Task prompt> Copy all entries exactly.

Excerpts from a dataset
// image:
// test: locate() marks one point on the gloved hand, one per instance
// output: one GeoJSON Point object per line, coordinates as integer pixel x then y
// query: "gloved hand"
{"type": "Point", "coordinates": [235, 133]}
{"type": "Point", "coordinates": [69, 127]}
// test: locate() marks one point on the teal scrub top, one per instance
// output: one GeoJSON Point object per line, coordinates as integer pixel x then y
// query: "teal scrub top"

Response to the exercise>
// image:
// test: locate() marks one point on the gloved hand, one per instance
// output: one GeoJSON Point object per line, coordinates as integer pixel x then y
// query: "gloved hand"
{"type": "Point", "coordinates": [235, 133]}
{"type": "Point", "coordinates": [69, 127]}
// test: locate() marks one point on the teal scrub top, one per instance
// output: one GeoJSON Point object per line, coordinates as integer pixel x then y
// query: "teal scrub top"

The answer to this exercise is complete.